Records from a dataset

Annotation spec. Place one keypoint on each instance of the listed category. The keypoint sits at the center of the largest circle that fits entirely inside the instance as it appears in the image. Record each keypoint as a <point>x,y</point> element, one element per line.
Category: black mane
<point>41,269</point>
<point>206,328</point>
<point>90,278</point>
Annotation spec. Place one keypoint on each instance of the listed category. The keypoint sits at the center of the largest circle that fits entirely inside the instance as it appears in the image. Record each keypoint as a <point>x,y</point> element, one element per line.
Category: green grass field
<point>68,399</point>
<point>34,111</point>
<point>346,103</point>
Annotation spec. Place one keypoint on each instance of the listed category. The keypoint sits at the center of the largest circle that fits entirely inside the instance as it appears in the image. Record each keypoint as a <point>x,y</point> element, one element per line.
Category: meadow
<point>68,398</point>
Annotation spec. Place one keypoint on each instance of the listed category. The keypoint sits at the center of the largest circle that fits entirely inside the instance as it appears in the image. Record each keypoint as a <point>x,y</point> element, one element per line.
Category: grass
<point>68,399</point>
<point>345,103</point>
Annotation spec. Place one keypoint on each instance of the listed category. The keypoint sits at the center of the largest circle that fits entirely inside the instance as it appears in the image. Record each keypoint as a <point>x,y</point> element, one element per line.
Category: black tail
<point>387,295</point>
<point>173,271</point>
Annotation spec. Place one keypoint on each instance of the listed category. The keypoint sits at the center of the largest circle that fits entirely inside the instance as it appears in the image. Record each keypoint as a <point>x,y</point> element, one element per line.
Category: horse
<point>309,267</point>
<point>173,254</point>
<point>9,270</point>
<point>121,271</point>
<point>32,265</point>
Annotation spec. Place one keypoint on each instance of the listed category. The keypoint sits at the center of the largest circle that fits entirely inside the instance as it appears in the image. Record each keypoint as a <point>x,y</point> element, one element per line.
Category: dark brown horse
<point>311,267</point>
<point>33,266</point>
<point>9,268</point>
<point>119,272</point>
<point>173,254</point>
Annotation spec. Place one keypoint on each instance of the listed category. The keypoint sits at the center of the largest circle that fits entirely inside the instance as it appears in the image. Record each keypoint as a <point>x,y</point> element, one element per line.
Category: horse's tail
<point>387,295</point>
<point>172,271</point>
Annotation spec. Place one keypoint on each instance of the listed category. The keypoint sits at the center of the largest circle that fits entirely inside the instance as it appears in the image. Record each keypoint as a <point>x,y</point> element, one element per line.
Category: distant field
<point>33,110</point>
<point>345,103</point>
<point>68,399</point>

**GIVEN REQUEST**
Copy out every one of the records above line for line, changing nothing.

**EXERCISE OUTPUT**
Annotation spec. Place one keypoint on each instance of the listed category. The keypoint sits at the center of the largest circle that fits entirely inside the instance as it appears in the image. Record each keypoint as a <point>x,y</point> element, one element per line.
Category: black mane
<point>41,269</point>
<point>206,328</point>
<point>90,278</point>
Annotation spec. Place one keypoint on each instance of the listed category. The keypoint sits at the center of the largest circle that fits entirely inside the instance as it appears in the image. Record each keypoint as a <point>x,y</point> element, one element per line.
Category: green grass field
<point>68,399</point>
<point>34,111</point>
<point>346,103</point>
Annotation spec. Place one keypoint on each instance of the listed category. The keypoint sits at the center of the largest circle that fits entirely inside the instance as it appears in the image. Record each keypoint as a <point>x,y</point> element, one element per line.
Category: meadow
<point>68,398</point>
Annotation spec. Place one keypoint on each instance of the listed category. The keypoint sits at the center of the largest circle that fits entirely inside the instance as it appears in the image. Record each keypoint as a <point>x,y</point> element, one element per line.
Category: grass
<point>68,399</point>
<point>345,103</point>
Annotation spec. Place one keypoint on each instance of the listed category. The keypoint sits at the center of the largest circle that fits entirely inside the instance as it appears in the image. Record each keypoint as a <point>x,y</point> element, one element per line.
Category: black tail
<point>387,295</point>
<point>173,271</point>
Annotation spec. Place one keypoint on each instance of the listed category. The keypoint sits at the center of the largest circle that fits entirely inside the instance as it appears in the image. Record each keypoint as a <point>x,y</point> element, one element per line.
Category: horse
<point>309,267</point>
<point>173,254</point>
<point>9,270</point>
<point>121,271</point>
<point>32,265</point>
Annotation spec. Place one keypoint on each instance of the listed category. The keypoint sits at the center of the largest circle that fits entirely inside the instance as it appears in the image. Record each keypoint as a <point>x,y</point> element, one element per line.
Category: dark brown horse
<point>311,267</point>
<point>33,266</point>
<point>9,268</point>
<point>119,272</point>
<point>173,254</point>
Annotation spec. Place one keypoint on each instance of the listed category. The keypoint sits at the center of the largest circle that fits entirely inside the instance as it appears in the image. Record each keypoint as a <point>x,y</point> element, one element per line.
Category: horse's tail
<point>387,295</point>
<point>172,271</point>
Annotation spec. Place one keypoint on each instance of the listed category. The keypoint sits at the center of the largest circle that fits entirely inside the instance as it appears in the image. Record each keypoint as a <point>x,y</point> element, one element per line.
Category: distant field
<point>33,110</point>
<point>345,103</point>
<point>68,399</point>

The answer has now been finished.